• **Instructions to follow**:
Give back every record below word for word, with the pictures omitted.
━━━━━━
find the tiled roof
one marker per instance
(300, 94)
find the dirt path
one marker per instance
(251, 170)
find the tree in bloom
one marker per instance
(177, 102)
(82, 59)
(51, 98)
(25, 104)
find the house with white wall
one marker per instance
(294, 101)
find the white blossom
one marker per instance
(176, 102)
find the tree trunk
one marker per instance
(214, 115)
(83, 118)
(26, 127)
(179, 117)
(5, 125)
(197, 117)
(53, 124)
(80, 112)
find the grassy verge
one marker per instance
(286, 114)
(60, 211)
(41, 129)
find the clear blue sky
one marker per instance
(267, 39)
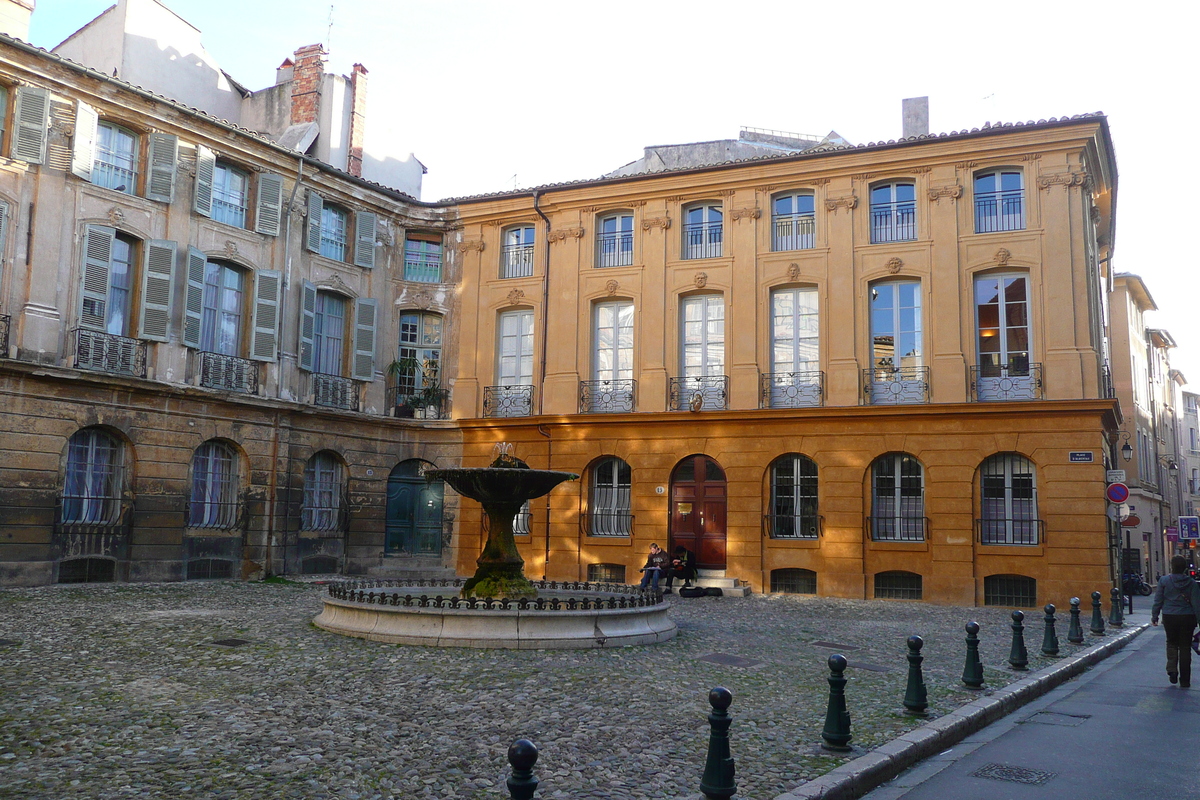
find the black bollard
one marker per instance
(522, 756)
(1097, 615)
(1050, 639)
(837, 731)
(916, 698)
(972, 672)
(1018, 656)
(1075, 631)
(1116, 619)
(718, 783)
━━━━━━
• **Answer to this problem**:
find the tiled roof
one marker per instance
(300, 94)
find the dirt path
one marker per instance
(251, 170)
find the tree in bloom
one marker per instance
(177, 102)
(82, 59)
(51, 98)
(25, 104)
find the house with white wall
one marker per instance
(294, 101)
find the white blossom
one marker per instance
(176, 102)
find the tree trunk
one marker per instance
(214, 115)
(83, 118)
(26, 127)
(179, 117)
(5, 125)
(197, 117)
(53, 124)
(80, 112)
find the grassy verge
one marker per instance
(286, 114)
(60, 211)
(41, 129)
find the clear blue sky
one marker per instance
(267, 39)
find the black bollard
one marker per instance
(522, 756)
(1097, 615)
(1050, 639)
(837, 731)
(916, 698)
(972, 672)
(1018, 656)
(1075, 631)
(1116, 619)
(718, 783)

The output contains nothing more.